*Your instructions*: Retype every entry in its entirety, without alteration.

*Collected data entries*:
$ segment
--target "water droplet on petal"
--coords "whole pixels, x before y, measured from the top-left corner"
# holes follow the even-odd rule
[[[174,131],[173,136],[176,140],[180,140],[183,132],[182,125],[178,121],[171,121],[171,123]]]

*Expected answer*:
$ segment
--target "water droplet on petal"
--coords "whole pixels, x before y, measured from the top-left corner"
# holes follow the even-odd rule
[[[174,131],[173,136],[176,140],[180,140],[183,132],[182,125],[178,121],[171,121],[171,123]]]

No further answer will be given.